* Exercise task
Copy the data below word for word, beginning at the line that has "snow in this photo." and ending after the line that has "Target: snow". Leave any picture out of your reply.

* Given information
(begin)
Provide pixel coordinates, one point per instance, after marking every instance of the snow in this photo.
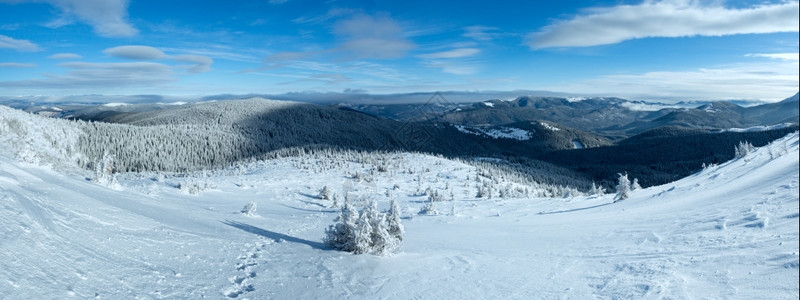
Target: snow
(end)
(begin)
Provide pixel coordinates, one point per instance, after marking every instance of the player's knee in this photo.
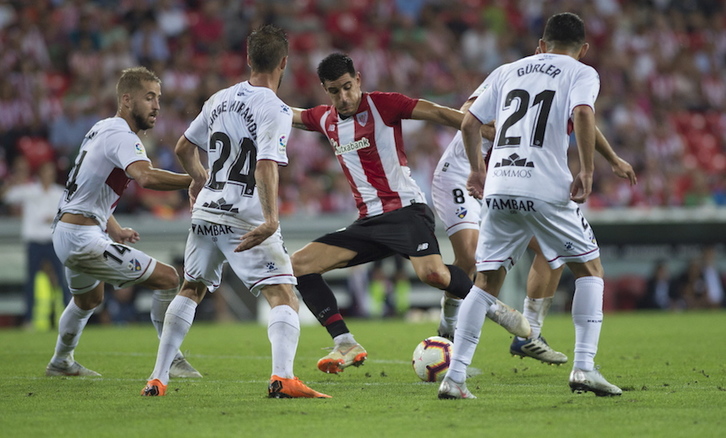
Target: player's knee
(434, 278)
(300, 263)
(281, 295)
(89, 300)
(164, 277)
(end)
(begin)
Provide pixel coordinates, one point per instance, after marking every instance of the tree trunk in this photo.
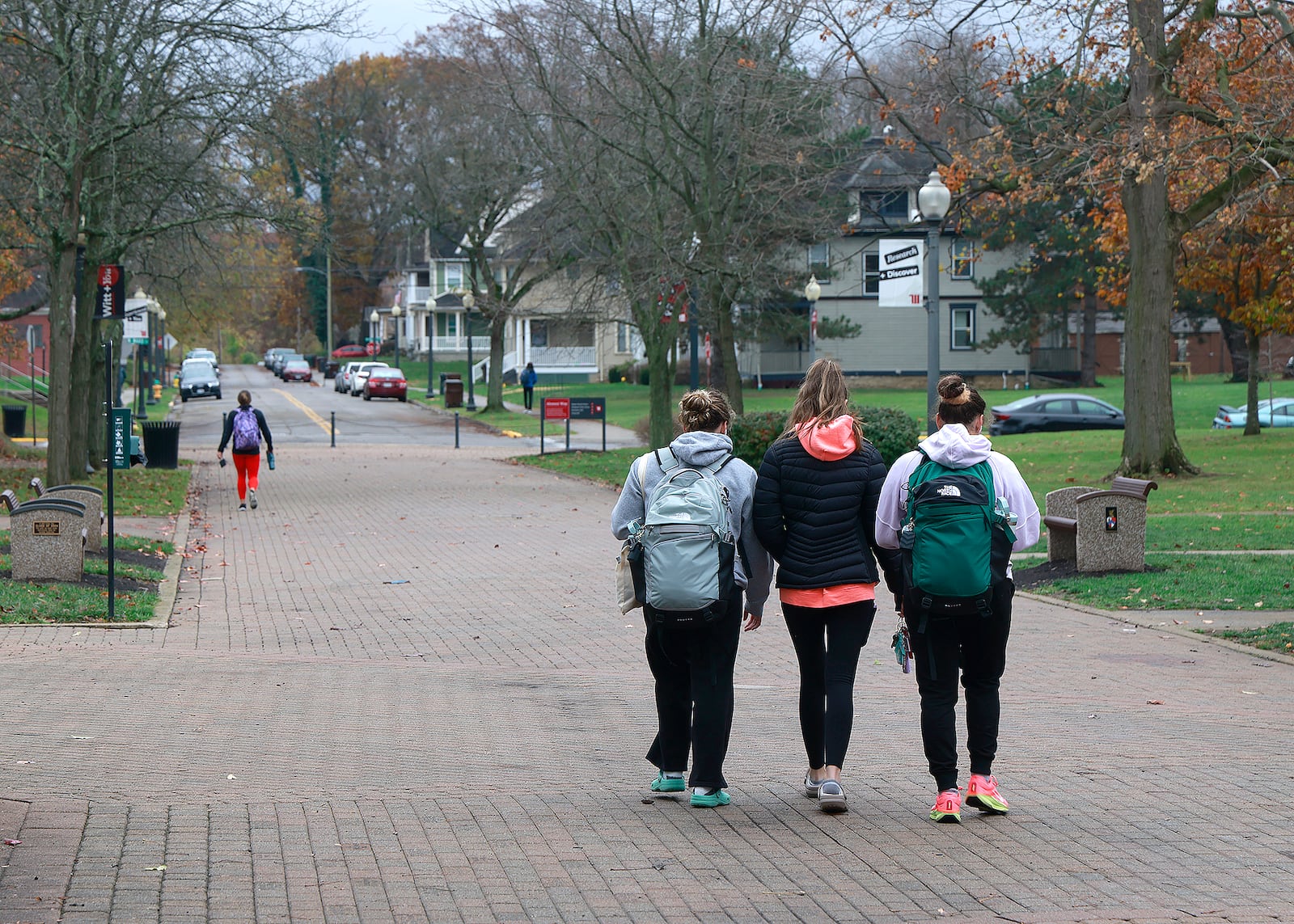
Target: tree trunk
(end)
* Answer in full
Provide pixel coordinates, one point per instance, after marking every instance of the snow in this photo.
Target: snow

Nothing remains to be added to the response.